SET TASK: Render every line of the records below as a JSON list of strings, one string per line, omitting blank lines.

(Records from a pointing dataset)
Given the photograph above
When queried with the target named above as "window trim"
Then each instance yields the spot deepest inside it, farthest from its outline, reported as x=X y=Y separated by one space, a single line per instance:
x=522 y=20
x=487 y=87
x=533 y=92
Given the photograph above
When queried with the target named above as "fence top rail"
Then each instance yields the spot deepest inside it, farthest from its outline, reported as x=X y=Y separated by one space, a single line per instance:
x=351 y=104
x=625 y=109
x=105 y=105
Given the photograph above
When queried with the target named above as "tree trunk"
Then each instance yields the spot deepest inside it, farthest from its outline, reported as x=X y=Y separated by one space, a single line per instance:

RESULT OF THE EXERCISE:
[
  "Given the photograph above",
  "When queried with the target named above as \"window trim\"",
  "Then each instance yields the spot deepest inside it, farthest from its outline, reported as x=X y=Y separated by one space, a single line per instance:",
  "x=522 y=20",
  "x=487 y=87",
  "x=533 y=92",
  "Given the photograph above",
  "When queried with the target named above as \"fence top rail\"",
  "Then each instance yields the spot deepest inside it, farthest from its outline, reported as x=X y=Y separated by one space, a single line per instance:",
  "x=351 y=104",
  "x=625 y=109",
  "x=105 y=105",
  "Given the photograph above",
  "When queried with the target named above as \"tree trunk\"",
  "Then each instance yields the spot deepest inside it, farthest from its outline, reported as x=X y=Y separated by one space, a single line per instance:"
]